• What you should do
What is the Spanish translation of this sentence from the text on MscL mechanosensitivity: "Beyond global bilayer mechanics, specific lipid–protein interactions also modulate mechanosensitivity."

• Text shown
Beyond global bilayer mechanics, specific lipid–protein interactions also modulate mechanosensitivity. Zhong and Blount [160] demonstrated that the anionic lipid phosphatidylinositol (PI) is essential for gating of the MscL homolog from Mycobacterium tuberculosis (Mt-MscL) in artificial bilayers. When Mt-MscL was incorporated into membranes mimicking the inner membrane of E. coli, which lacks PI, no channel activity was observed, highlighting a lipid-specific requirement for channel function. Consistent with this, ion-mobility mass spectrometry revealed that membrane proteins exhibit selective lipid binding, and Mt-MscL displays strong preferential stabilization by PI over other anionic lipids such as phosphatidylglycerol (PG) and cardiolipin (CL) [161].

Computational studies have provided mechanistic insight into these phenomena. Early atomistic simulations revealed that asymmetric lipid composition induces a domed bilayer architecture and promotes persistent interactions between lipid headgroups and specific protein regions, consistent with hydrophobic matching principles [162]. More recent advances introduced the locally distributed tension molecular dynamics (LDT-MD) approach, which applies a localized tension-mimicking bias to annular lipids rather than directly to the protein. This method exploits strong lipid–protein coupling to induce rapid and reversible MscL opening without disrupting membrane integrity, allowing quantitative characterization of structural transitions and the free-energy landscape underlying tension-dependent gating [163]. Vanegas and Arroyo [155] demonstrated that membrane tension generates spatially patterned forces at the protein–lipid interface, mediated by long-lived interactions between positively charged residues and anionic lipids. These findings collectively establish that MscL mechanosensitivity arises from an intricate interplay between bilayer physical properties, localized lipid–protein interactions, and tension-dependent force transmission pathways within the membrane environment.

Saved entries

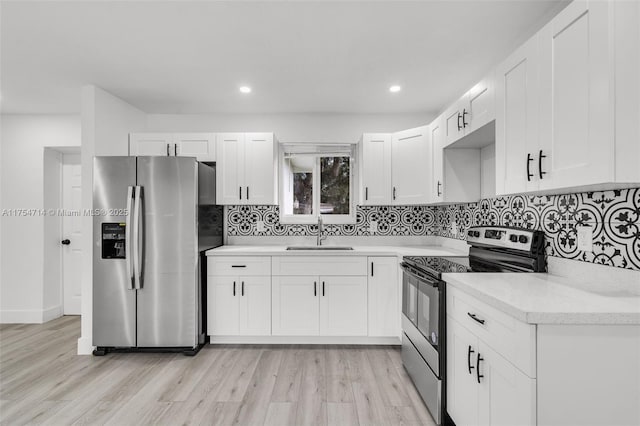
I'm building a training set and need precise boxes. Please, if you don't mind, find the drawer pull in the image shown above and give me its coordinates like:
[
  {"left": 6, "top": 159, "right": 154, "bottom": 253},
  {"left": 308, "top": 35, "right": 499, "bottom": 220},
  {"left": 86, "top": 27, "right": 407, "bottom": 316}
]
[
  {"left": 467, "top": 312, "right": 484, "bottom": 324},
  {"left": 467, "top": 345, "right": 475, "bottom": 374}
]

• Answer to the exercise
Más allá de la mecánica global de la bicapa, las interacciones específicas entre lípidos y proteínas también modulan la mecanosensibilidad.